• _Task inputs_:
★ ★ ★ ★ ★ ★ ★

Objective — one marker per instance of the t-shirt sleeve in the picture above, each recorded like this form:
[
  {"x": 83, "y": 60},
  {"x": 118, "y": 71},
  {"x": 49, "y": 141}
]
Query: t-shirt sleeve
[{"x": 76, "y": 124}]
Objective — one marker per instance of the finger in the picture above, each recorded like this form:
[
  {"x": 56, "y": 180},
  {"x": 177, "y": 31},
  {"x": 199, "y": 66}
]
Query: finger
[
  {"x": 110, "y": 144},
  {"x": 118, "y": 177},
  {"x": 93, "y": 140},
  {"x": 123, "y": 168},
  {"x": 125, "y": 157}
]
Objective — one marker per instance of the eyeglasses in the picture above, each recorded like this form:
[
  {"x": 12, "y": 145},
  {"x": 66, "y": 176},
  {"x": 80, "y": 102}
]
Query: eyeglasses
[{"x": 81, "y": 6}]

★ ★ ★ ★ ★ ★ ★

• _Exercise brief_: Update all the records above by replacing each "marker" with "point", keeping everything else the same.

• _Written response_:
Objective — one point per instance of the t-shirt sleeve in the picture above, each recorded like this form:
[
  {"x": 83, "y": 60},
  {"x": 118, "y": 71},
  {"x": 49, "y": 141}
]
Query: t-shirt sleeve
[{"x": 76, "y": 124}]
Objective — one point per instance of the finger in the picture above, each recorded like this form:
[
  {"x": 56, "y": 180},
  {"x": 177, "y": 31},
  {"x": 199, "y": 66}
]
Query: finger
[
  {"x": 110, "y": 144},
  {"x": 118, "y": 177},
  {"x": 93, "y": 140},
  {"x": 123, "y": 168},
  {"x": 125, "y": 157}
]
Objective — one point per instance of the eyeglasses in the picture above, each recorded like this form:
[
  {"x": 12, "y": 145},
  {"x": 66, "y": 176},
  {"x": 80, "y": 102}
]
Query: eyeglasses
[{"x": 81, "y": 6}]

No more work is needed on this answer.